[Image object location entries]
>> Begin

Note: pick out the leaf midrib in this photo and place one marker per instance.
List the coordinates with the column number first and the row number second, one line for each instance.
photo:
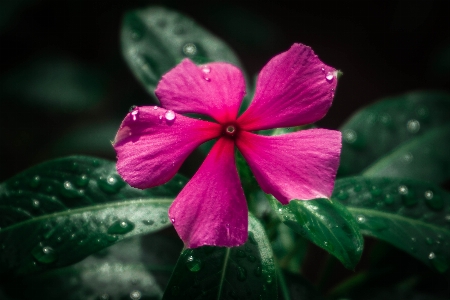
column 396, row 217
column 87, row 209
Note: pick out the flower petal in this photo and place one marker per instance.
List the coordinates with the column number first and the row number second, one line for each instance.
column 152, row 143
column 300, row 165
column 293, row 89
column 215, row 89
column 211, row 209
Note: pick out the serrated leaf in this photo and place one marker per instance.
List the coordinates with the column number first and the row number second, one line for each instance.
column 327, row 224
column 156, row 39
column 411, row 215
column 121, row 271
column 245, row 272
column 424, row 157
column 375, row 131
column 59, row 212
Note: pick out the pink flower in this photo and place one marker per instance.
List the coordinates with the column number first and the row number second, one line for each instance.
column 293, row 89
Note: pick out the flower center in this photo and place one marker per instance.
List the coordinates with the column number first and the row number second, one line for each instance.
column 230, row 130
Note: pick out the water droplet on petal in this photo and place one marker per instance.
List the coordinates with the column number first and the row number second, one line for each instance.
column 169, row 115
column 135, row 295
column 413, row 126
column 329, row 77
column 190, row 49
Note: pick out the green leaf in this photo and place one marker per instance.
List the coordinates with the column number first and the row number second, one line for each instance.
column 425, row 157
column 245, row 272
column 156, row 39
column 327, row 224
column 59, row 212
column 379, row 129
column 122, row 271
column 411, row 215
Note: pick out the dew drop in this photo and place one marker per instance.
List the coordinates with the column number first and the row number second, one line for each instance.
column 69, row 191
column 329, row 77
column 402, row 190
column 360, row 219
column 82, row 181
column 388, row 199
column 135, row 295
column 413, row 126
column 121, row 227
column 241, row 274
column 169, row 115
column 190, row 49
column 428, row 195
column 35, row 181
column 110, row 184
column 134, row 114
column 193, row 264
column 206, row 69
column 44, row 254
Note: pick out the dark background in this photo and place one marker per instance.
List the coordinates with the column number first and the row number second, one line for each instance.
column 383, row 48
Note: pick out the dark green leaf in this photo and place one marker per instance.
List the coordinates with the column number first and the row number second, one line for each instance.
column 245, row 272
column 327, row 224
column 55, row 84
column 59, row 212
column 425, row 157
column 122, row 271
column 412, row 215
column 156, row 39
column 380, row 128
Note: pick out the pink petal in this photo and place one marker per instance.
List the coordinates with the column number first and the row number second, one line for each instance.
column 151, row 147
column 300, row 165
column 211, row 209
column 215, row 89
column 293, row 89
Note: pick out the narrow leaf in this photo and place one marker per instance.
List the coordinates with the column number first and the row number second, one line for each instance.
column 327, row 224
column 411, row 215
column 380, row 128
column 156, row 39
column 245, row 272
column 59, row 212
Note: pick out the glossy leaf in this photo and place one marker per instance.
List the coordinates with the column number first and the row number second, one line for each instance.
column 156, row 39
column 411, row 215
column 327, row 224
column 245, row 272
column 425, row 157
column 380, row 128
column 59, row 212
column 122, row 271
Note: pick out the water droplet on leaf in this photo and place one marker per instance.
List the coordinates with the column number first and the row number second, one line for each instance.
column 121, row 227
column 44, row 254
column 413, row 126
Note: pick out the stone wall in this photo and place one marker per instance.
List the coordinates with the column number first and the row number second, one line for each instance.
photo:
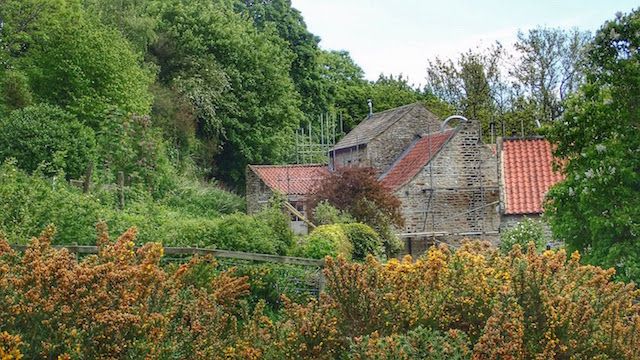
column 257, row 192
column 383, row 150
column 456, row 195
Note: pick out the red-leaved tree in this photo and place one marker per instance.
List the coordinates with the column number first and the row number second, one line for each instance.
column 357, row 191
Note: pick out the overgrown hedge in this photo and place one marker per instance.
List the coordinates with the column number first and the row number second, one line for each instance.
column 28, row 203
column 474, row 303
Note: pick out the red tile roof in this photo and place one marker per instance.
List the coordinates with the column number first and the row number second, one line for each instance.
column 414, row 159
column 291, row 179
column 527, row 174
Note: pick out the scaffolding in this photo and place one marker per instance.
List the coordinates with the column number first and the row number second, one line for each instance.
column 472, row 185
column 317, row 137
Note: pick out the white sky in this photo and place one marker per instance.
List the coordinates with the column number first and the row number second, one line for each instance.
column 400, row 36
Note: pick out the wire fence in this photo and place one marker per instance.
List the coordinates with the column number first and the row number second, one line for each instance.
column 284, row 274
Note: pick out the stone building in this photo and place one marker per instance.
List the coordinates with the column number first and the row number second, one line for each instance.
column 295, row 182
column 452, row 186
column 379, row 139
column 448, row 185
column 525, row 174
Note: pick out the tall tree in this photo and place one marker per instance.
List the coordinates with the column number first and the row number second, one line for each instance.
column 253, row 107
column 549, row 66
column 289, row 25
column 473, row 84
column 71, row 60
column 597, row 208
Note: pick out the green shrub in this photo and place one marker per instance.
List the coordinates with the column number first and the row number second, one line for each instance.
column 29, row 203
column 269, row 281
column 419, row 343
column 279, row 223
column 130, row 144
column 526, row 231
column 242, row 232
column 47, row 134
column 326, row 240
column 364, row 239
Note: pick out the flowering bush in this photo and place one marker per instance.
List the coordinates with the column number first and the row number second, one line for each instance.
column 474, row 303
column 528, row 230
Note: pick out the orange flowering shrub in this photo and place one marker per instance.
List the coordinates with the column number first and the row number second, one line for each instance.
column 10, row 346
column 474, row 303
column 117, row 304
column 521, row 306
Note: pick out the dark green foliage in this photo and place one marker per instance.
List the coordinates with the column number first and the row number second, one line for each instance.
column 269, row 281
column 48, row 135
column 29, row 203
column 130, row 144
column 200, row 199
column 254, row 119
column 242, row 232
column 364, row 239
column 88, row 69
column 325, row 240
column 290, row 26
column 597, row 208
column 15, row 92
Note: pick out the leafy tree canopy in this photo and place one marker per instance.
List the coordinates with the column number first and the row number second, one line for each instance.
column 44, row 135
column 597, row 208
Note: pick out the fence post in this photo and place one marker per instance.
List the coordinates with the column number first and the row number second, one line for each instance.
column 87, row 178
column 321, row 281
column 121, row 188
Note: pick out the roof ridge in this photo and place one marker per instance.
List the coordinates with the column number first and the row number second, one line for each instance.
column 285, row 165
column 450, row 133
column 401, row 112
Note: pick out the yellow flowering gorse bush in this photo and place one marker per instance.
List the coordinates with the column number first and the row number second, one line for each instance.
column 474, row 303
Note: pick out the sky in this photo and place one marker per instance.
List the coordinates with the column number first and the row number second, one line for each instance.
column 400, row 36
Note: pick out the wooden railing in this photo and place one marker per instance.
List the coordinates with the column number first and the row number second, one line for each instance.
column 239, row 255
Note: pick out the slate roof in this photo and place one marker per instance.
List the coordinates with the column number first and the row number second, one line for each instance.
column 415, row 158
column 373, row 126
column 291, row 179
column 527, row 174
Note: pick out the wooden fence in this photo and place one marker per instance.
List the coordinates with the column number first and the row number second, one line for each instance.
column 312, row 264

>> End

_Directions:_
Leave the images out, please, and restate each line word for word.

_Task output:_
Note: pick out the leaf midrib in this photo and place one marker per instance.
List the coordinates with the column number first and the row number second, one line for each instance.
photo:
column 396, row 217
column 87, row 209
Note: pick out the flower petal in this photo and place one marker per instance.
List the coordinates with the column number first and the row number second, one line for each instance.
column 152, row 143
column 300, row 165
column 293, row 89
column 215, row 89
column 211, row 209
Note: pick out the serrated leaf in this photo and place one marker per instance.
List the coordinates with the column number first and the row number second, one line for each instance.
column 327, row 224
column 156, row 39
column 411, row 215
column 121, row 271
column 245, row 272
column 424, row 157
column 375, row 131
column 59, row 212
Note: pick out the pink flower in this photo and place one marker per instance.
List the coordinates with the column number first and the row number second, one line for each instance.
column 293, row 89
Note: pick out the flower center in this photo and place one marker per instance.
List the coordinates with the column number first and the row number second, one line for each instance.
column 230, row 130
Note: pick out the water droplet on petal in this photo and place one marker per instance.
List the coordinates with the column number first and the row number second, one line for each instance.
column 169, row 115
column 135, row 295
column 413, row 126
column 329, row 77
column 190, row 49
Note: pick out the green leaf in this photo and place one marker per instance.
List the coordinates with the column number first and the row number second, one line for each instance.
column 425, row 157
column 245, row 272
column 156, row 39
column 327, row 224
column 59, row 212
column 379, row 129
column 122, row 271
column 411, row 215
Note: pick out the dew drop in this photo and place one marker per instance.
List the coordinates with the column number first and the row number second, one line for each instance.
column 69, row 191
column 329, row 77
column 402, row 190
column 360, row 219
column 82, row 181
column 388, row 199
column 135, row 295
column 413, row 126
column 121, row 227
column 241, row 274
column 169, row 115
column 190, row 49
column 428, row 195
column 35, row 181
column 110, row 184
column 134, row 114
column 193, row 264
column 206, row 69
column 44, row 254
Note: pick out the dark background in this photo and place one marker per instance.
List the coordinates with the column number first and the row number second, one line for each instance.
column 383, row 48
Note: pick out the dark green leaf in this photo and place one marker per instance.
List the coordinates with the column number first and the row number second, one line for each instance.
column 245, row 272
column 327, row 224
column 55, row 84
column 59, row 212
column 425, row 157
column 122, row 271
column 412, row 215
column 156, row 39
column 380, row 128
Note: pick out the pink petal in this photo and place one marker per instance.
List the coordinates with the column number first and the row number second, one line for each instance.
column 151, row 147
column 300, row 165
column 211, row 209
column 215, row 89
column 293, row 89
Note: pick out the narrow leaf in this photo and place one marker per instance.
List the coordinates with the column number first and the row number second, one line for each instance.
column 327, row 224
column 411, row 215
column 380, row 128
column 156, row 39
column 245, row 272
column 59, row 212
Note: pick out the glossy leaf in this photo and place one marker per instance.
List the coordinates with the column number first and the row number second, one line for each instance.
column 156, row 39
column 411, row 215
column 327, row 224
column 245, row 272
column 425, row 157
column 380, row 128
column 59, row 212
column 122, row 271
Note: pick out the water droplet on leaf in this photo and place one marker per instance.
List the coordinates with the column number first and the row number second, one line for each instance.
column 121, row 227
column 44, row 254
column 413, row 126
Note: pick out the stone wall in this photo and place one marker per instance.
List the coordinates with the column number first and the row number second, one line for each instance.
photo:
column 257, row 192
column 383, row 150
column 456, row 195
Note: pick out the red-leaved tree in this photo and place one marker per instance.
List the coordinates with the column number first and the row number second, one line for each instance.
column 357, row 191
Note: pick out the overgrown hedge in this photo and place one marker per instance.
List the coordinates with the column number first and the row number second, one line for each instance.
column 28, row 203
column 474, row 303
Note: pick out the red tile roof in this photo and place one marker per instance.
List the coordinates with the column number first and the row number second, one line for each instance.
column 414, row 159
column 291, row 179
column 527, row 174
Note: pick out the scaffolding in this photo and place one marker per instance.
List the coordinates with the column number first and the row number second, one line for each instance.
column 472, row 185
column 317, row 137
Note: pick out the white sky in this photo and place one marker per instance.
List the coordinates with the column number first and the row number second, one line for each instance.
column 400, row 36
Note: pick out the wire fence in this photo and place one marker per instance.
List the coordinates with the column number first and the row number second, one line for each instance.
column 284, row 274
Note: pick out the stone building in this photo and place one marker per instance.
List the coordinates with the column number first and the row number second, one line for each instance.
column 295, row 182
column 452, row 186
column 379, row 139
column 448, row 185
column 525, row 174
Note: pick out the tall tree in this photo and place one marker per instance.
List the coordinates with the column number first and the row number second, one line for each instance.
column 253, row 107
column 549, row 66
column 289, row 25
column 473, row 84
column 71, row 60
column 597, row 208
Note: pick out the green shrub in this photo and place one marker per instance.
List the coordinates with the column number first and the row number second, one line for each instance.
column 29, row 203
column 269, row 281
column 419, row 343
column 279, row 223
column 130, row 144
column 526, row 231
column 242, row 232
column 47, row 134
column 326, row 240
column 364, row 239
Note: pick out the flowering bush in this photo and place one marker per instance.
List the coordinates with the column number first and the row number second, one line for each instance.
column 474, row 303
column 528, row 230
Note: pick out the orange flowering shrub in this photo and place one marker per instance.
List the coordinates with the column number first and the row number second, one line for each instance.
column 10, row 346
column 474, row 303
column 117, row 304
column 521, row 306
Note: pick out the dark green foliage in this photo and place one marker per instance.
List the coordinates with the column number first and the row number second, one line for each instance.
column 269, row 281
column 48, row 135
column 29, row 203
column 130, row 144
column 200, row 199
column 254, row 119
column 242, row 232
column 364, row 239
column 88, row 69
column 325, row 240
column 290, row 26
column 597, row 208
column 15, row 92
Note: pick out the leafy tree canopy in this photo and place one marker per instance.
List the coordinates with the column number first and the row number second, one line for each instance.
column 44, row 135
column 597, row 208
Note: pick out the fence post in this photo and place one marker per instance.
List the coordinates with the column number first and the row number second, one line for each instance.
column 87, row 178
column 321, row 281
column 121, row 188
Note: pick out the roof ridge in this photo and place one marker per instance.
List the coordinates with the column number first and the row number second, one line for each instance.
column 285, row 165
column 450, row 133
column 401, row 112
Note: pick out the yellow flowering gorse bush in this photo and place one marker per instance.
List the coordinates with the column number first and the row number second, one line for each instance.
column 474, row 303
Note: pick out the sky in this photo and place one marker per instance.
List the coordinates with the column number first and the row number second, one line for each instance.
column 400, row 36
Note: pick out the wooden railing in this photo and place one marker per instance.
List the coordinates with the column number first and the row number second, one line for each instance.
column 239, row 255
Note: pick out the slate roof in this photo and place one marker per instance.
List the coordinates with the column number first and the row number second, one line for each instance.
column 415, row 158
column 373, row 126
column 291, row 179
column 527, row 174
Note: pick out the wooden fence in this photo and place one marker per instance.
List the coordinates with the column number first and the row number second, one line for each instance.
column 312, row 264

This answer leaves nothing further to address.